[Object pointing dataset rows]
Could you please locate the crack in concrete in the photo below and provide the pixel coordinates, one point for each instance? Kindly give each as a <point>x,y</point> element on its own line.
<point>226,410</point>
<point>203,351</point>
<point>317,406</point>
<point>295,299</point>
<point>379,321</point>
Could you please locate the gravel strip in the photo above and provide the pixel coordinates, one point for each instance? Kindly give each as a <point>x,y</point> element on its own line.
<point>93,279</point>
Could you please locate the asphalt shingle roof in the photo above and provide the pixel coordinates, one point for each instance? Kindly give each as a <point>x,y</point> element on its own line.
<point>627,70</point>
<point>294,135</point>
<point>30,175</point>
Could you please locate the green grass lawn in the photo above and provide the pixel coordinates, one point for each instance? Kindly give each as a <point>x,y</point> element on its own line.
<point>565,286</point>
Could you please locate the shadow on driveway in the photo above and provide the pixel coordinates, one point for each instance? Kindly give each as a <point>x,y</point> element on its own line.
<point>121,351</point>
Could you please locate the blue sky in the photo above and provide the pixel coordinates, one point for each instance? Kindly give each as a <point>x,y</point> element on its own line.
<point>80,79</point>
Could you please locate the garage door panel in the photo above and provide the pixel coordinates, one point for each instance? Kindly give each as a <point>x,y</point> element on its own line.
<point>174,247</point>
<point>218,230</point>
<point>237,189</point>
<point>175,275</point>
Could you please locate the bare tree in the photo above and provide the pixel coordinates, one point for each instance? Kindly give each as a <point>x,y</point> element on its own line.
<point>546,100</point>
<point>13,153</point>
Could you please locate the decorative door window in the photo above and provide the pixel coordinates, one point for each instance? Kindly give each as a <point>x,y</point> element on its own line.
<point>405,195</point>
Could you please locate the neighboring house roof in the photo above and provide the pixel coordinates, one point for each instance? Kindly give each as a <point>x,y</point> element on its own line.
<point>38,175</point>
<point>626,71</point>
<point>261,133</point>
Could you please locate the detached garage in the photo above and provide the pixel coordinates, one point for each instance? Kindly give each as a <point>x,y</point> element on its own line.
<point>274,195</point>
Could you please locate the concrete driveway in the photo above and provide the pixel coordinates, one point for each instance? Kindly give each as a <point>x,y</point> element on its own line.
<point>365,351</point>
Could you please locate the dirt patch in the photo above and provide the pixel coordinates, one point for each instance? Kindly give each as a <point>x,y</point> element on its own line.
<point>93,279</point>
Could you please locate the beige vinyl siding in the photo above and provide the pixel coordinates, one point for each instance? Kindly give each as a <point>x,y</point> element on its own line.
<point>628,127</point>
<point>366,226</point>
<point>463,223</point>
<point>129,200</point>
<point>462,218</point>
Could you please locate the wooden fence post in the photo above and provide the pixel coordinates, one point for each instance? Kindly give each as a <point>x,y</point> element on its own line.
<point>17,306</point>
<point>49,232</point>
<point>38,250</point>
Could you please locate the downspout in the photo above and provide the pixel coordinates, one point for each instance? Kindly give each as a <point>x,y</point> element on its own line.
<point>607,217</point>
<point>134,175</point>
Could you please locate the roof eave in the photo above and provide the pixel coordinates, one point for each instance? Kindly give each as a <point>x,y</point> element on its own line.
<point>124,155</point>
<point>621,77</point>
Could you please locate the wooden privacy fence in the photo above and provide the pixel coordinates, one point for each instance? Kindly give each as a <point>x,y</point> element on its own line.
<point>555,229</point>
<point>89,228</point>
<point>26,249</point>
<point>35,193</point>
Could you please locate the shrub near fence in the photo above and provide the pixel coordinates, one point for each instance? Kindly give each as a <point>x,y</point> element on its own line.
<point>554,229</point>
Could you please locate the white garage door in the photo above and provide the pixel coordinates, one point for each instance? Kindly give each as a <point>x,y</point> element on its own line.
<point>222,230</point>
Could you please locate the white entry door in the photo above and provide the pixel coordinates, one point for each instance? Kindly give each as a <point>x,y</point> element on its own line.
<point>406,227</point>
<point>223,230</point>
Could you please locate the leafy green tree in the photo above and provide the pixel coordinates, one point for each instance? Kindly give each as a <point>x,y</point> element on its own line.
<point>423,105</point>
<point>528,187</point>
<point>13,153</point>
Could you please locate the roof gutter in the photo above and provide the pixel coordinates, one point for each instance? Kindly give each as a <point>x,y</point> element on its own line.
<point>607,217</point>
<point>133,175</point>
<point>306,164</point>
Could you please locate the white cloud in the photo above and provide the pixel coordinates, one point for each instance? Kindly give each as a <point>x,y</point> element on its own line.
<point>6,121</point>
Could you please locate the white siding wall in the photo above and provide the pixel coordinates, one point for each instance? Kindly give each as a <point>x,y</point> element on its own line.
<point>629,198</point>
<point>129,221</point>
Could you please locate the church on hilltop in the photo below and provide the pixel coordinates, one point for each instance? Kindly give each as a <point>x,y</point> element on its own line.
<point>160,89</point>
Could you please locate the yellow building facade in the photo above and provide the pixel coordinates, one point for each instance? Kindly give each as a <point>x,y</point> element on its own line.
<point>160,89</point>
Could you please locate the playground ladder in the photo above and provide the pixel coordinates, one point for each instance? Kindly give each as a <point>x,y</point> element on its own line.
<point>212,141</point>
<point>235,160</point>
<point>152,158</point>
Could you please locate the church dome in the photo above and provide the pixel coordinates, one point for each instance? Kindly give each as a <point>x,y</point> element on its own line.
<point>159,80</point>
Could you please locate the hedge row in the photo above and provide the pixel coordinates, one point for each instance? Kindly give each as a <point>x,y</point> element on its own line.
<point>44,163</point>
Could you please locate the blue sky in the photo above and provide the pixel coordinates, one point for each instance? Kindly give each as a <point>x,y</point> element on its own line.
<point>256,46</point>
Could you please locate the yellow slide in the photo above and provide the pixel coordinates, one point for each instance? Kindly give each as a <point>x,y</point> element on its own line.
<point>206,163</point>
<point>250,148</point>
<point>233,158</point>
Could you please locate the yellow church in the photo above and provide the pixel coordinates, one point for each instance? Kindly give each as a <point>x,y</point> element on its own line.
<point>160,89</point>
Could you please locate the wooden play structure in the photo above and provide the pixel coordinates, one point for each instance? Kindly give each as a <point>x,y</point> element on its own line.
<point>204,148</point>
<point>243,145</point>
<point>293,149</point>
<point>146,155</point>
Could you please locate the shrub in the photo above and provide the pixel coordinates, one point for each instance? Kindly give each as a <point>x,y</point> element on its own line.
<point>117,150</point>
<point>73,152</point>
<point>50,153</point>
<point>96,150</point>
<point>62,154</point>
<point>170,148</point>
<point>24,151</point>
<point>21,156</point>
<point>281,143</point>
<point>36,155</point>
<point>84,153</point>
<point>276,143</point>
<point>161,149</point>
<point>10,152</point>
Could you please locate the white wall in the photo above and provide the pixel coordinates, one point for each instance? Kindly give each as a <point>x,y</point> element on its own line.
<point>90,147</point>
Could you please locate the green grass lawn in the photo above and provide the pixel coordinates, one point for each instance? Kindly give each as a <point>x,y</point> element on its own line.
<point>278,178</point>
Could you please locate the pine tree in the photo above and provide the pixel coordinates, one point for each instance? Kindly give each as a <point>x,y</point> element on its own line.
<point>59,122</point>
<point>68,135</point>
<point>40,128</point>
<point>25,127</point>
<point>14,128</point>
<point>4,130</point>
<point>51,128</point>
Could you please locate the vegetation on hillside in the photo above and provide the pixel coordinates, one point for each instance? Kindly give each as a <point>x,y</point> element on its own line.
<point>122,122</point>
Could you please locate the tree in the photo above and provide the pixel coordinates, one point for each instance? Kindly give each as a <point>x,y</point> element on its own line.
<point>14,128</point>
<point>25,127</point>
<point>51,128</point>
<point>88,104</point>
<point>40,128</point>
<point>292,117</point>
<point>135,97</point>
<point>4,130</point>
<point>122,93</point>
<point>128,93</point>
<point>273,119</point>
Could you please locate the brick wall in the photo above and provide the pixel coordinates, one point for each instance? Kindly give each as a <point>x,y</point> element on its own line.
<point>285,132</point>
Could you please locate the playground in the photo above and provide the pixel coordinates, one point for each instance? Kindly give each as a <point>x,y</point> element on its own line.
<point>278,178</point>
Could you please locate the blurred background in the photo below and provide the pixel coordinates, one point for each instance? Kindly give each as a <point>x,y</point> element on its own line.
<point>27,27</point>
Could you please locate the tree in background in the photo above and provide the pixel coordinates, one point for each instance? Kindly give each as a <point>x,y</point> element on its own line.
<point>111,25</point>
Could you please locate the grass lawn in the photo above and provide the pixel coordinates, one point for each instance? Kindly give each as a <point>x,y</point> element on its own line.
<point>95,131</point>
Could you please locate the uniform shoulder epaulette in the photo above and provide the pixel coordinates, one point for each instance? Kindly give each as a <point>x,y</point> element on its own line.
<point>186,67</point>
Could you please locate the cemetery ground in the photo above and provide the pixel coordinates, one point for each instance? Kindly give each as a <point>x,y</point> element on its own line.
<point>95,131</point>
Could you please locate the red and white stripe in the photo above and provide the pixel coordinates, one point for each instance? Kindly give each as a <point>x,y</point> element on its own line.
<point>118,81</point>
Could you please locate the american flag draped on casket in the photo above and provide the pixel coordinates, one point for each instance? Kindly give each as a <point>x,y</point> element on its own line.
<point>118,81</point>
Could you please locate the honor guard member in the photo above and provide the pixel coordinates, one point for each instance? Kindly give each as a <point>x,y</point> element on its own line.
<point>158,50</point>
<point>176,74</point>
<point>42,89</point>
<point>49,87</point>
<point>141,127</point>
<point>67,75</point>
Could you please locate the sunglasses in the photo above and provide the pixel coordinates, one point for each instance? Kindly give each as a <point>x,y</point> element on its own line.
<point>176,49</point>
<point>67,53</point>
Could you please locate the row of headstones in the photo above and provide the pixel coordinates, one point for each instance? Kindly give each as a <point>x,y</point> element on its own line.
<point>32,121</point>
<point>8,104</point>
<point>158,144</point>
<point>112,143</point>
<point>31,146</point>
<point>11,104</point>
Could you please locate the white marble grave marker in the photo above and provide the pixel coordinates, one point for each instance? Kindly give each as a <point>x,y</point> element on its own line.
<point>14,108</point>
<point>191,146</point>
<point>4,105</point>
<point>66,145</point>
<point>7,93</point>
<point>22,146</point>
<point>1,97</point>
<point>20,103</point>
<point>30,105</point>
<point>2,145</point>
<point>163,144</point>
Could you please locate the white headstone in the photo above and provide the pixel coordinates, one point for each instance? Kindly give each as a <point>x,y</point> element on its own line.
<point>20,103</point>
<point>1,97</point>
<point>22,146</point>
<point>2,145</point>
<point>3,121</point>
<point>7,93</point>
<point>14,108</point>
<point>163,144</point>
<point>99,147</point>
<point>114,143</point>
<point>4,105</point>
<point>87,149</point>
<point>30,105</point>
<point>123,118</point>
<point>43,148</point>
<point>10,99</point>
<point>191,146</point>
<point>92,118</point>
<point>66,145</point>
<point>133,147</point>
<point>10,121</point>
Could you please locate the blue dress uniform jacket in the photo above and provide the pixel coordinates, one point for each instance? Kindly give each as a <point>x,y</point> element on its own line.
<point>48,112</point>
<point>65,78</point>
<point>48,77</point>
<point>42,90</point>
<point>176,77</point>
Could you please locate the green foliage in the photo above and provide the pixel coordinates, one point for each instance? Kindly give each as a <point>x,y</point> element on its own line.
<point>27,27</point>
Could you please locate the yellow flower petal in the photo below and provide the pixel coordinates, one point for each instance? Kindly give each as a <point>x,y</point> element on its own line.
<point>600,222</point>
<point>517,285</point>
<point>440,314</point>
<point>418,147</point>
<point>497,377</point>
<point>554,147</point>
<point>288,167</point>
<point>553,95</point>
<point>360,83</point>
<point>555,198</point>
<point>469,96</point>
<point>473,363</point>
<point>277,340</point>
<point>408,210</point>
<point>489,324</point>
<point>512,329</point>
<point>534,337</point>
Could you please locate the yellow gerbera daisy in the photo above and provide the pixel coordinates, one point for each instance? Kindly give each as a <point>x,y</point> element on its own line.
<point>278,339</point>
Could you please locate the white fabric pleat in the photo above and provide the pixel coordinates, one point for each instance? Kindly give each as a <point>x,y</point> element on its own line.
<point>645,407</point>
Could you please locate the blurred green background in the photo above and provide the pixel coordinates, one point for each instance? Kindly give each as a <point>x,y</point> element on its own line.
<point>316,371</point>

| WORK TO DO |
Look above for the line that holds "Could you please locate the blue dress", then copy it and each line after it exactly, through the last line of the data.

| TASK ANSWER |
Could you please locate the blue dress uniform jacket in the photo above and provide the pixel coordinates, one point for each instance? Kindly give each as a <point>x,y</point> element on its own line.
<point>48,112</point>
<point>65,78</point>
<point>48,77</point>
<point>42,90</point>
<point>176,77</point>
Could you please locate the green foliage in the photo above and provide the pixel coordinates, one point for each instance? Kindly give each as a <point>x,y</point> element on its own line.
<point>27,27</point>
Could you please locate the yellow flower petal in the photo below and provide the pixel coordinates, one point for each instance? Kindly give each as a <point>x,y</point> element on its own line.
<point>600,222</point>
<point>517,285</point>
<point>440,314</point>
<point>418,147</point>
<point>497,377</point>
<point>554,147</point>
<point>288,167</point>
<point>553,95</point>
<point>360,83</point>
<point>555,198</point>
<point>469,96</point>
<point>473,363</point>
<point>277,340</point>
<point>408,210</point>
<point>489,324</point>
<point>512,329</point>
<point>534,337</point>
Could you please locate the yellow gerbera daisy in the photo above and provide the pixel coordinates, one point for each instance? Kindly give each as a <point>x,y</point> element on its own line.
<point>278,339</point>
Could you please locate the white fabric pleat in the photo above and provide the pixel coordinates, one point for each instance? Kindly give each as a <point>x,y</point> element on its own line.
<point>645,407</point>
Could you please locate the blurred green background in the photo above and provide the pixel coordinates, one point for each instance? Kindly give each as a <point>x,y</point> element on its own line.
<point>316,371</point>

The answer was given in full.